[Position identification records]

__________

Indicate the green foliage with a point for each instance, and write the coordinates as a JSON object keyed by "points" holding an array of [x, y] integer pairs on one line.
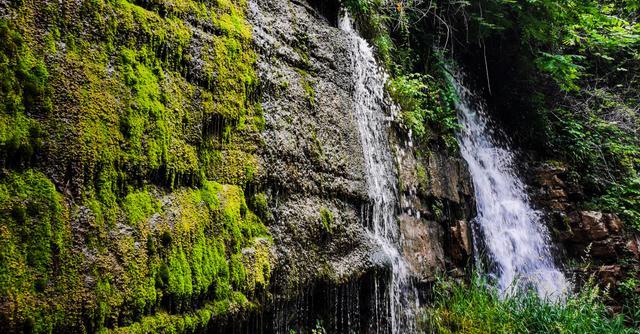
{"points": [[477, 308], [105, 98], [567, 37], [425, 103], [326, 218], [139, 205], [424, 95], [623, 199]]}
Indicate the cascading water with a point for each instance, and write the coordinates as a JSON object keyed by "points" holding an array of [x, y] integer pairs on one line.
{"points": [[370, 105], [516, 239]]}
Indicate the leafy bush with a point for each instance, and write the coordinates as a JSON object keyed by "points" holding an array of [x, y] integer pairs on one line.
{"points": [[426, 103], [478, 308]]}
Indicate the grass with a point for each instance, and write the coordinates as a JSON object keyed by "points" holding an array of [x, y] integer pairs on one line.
{"points": [[477, 308]]}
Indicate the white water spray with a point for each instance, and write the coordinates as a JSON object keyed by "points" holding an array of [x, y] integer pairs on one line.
{"points": [[516, 239], [370, 104]]}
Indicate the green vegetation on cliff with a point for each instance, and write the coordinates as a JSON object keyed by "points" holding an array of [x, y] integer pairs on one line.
{"points": [[127, 138], [478, 308]]}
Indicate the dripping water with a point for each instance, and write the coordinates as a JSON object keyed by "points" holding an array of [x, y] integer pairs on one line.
{"points": [[370, 104], [514, 234]]}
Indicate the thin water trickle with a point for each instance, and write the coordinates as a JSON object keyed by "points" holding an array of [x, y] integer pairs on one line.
{"points": [[517, 240], [370, 104]]}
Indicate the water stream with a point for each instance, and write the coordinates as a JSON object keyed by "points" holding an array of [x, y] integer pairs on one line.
{"points": [[516, 239], [369, 109]]}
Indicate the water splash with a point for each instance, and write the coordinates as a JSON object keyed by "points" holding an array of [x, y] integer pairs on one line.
{"points": [[516, 239], [369, 107]]}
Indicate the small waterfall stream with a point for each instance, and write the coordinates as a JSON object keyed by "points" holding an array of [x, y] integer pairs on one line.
{"points": [[516, 239], [370, 104]]}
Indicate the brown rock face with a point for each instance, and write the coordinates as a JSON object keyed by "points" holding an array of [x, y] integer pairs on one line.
{"points": [[421, 246], [461, 241], [614, 223], [591, 226], [610, 275]]}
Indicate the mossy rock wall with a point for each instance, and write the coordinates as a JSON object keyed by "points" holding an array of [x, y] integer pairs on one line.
{"points": [[128, 132]]}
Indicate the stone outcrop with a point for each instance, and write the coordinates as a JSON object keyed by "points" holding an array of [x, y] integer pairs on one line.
{"points": [[585, 235]]}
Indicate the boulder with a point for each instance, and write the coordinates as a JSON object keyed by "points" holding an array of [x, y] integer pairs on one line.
{"points": [[614, 223], [460, 241], [609, 275]]}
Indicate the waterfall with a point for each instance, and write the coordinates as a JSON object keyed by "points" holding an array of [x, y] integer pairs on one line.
{"points": [[516, 239], [369, 109]]}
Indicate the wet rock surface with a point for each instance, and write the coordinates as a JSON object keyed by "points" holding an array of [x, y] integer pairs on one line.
{"points": [[313, 162], [311, 155], [597, 240]]}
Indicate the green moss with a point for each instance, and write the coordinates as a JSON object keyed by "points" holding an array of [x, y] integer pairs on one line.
{"points": [[132, 139], [326, 218], [139, 205]]}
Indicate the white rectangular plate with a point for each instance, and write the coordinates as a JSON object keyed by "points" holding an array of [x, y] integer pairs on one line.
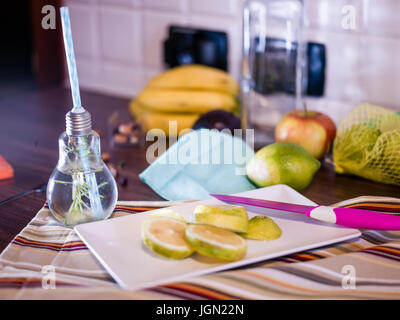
{"points": [[117, 244]]}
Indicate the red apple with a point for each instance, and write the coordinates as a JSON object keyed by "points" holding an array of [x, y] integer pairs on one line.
{"points": [[313, 130]]}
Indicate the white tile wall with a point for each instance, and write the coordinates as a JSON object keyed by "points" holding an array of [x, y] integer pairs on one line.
{"points": [[221, 7], [169, 5], [155, 31], [121, 35], [119, 43]]}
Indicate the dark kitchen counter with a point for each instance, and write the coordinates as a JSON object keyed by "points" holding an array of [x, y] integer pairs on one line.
{"points": [[29, 128]]}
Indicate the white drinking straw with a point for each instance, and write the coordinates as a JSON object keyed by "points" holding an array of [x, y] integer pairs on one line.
{"points": [[90, 177], [69, 52]]}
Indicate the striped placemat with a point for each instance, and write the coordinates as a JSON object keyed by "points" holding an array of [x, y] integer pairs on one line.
{"points": [[47, 256]]}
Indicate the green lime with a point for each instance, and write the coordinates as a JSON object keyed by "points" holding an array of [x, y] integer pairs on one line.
{"points": [[282, 163]]}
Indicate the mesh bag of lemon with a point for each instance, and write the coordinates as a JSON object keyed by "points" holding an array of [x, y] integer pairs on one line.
{"points": [[367, 144]]}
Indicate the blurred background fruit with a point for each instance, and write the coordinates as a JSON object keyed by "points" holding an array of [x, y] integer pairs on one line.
{"points": [[368, 144], [183, 94], [313, 130]]}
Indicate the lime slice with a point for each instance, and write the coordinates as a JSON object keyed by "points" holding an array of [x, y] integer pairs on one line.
{"points": [[215, 242], [166, 237], [165, 213], [233, 218], [262, 228]]}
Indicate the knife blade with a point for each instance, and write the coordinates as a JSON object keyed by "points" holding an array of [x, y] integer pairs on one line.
{"points": [[348, 217]]}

__________

→ THE EXERCISE
Give back the lines of the listing from the one with "Indicate the striped" through the end, both included, exactly as written and with nothing added.

→ ANSWER TO THIS TASK
Indicate the striped placemat with a point for each instance, and write the coordinates as a JSON object keyed by "points" holding an array of [x, y] integer pairs on one line.
{"points": [[47, 256]]}
Indicate the green lime with a point for each instance, and write the coordinates as a JSON object keyed by "points" holding an array of [x, y] integer pairs on one line.
{"points": [[282, 163]]}
Indicate the mesh bag of lemon with a point for each instance, and write the coordinates as a JSON object keyed by "points" holding an array of [x, y] integer pairs on one line.
{"points": [[367, 144]]}
Indicate the blurred background fruit with a point for each instance, and write the coordinates as a JSON object keyed by "points" holding an array of [x, y] integer pairs on one line.
{"points": [[368, 144], [183, 94], [313, 130]]}
Indicate the lime slice with a point for each instance, and write the coordinates as a JSON object keyed by "points" holding an array of [x, y] integer pairs on one line.
{"points": [[215, 242], [166, 237], [165, 213], [233, 218], [262, 228]]}
Indicate the knife blade with a point for each instance, and write the coordinates as a JSON object keyed by "points" holding an array of [x, y] integer pairs on one line.
{"points": [[348, 217]]}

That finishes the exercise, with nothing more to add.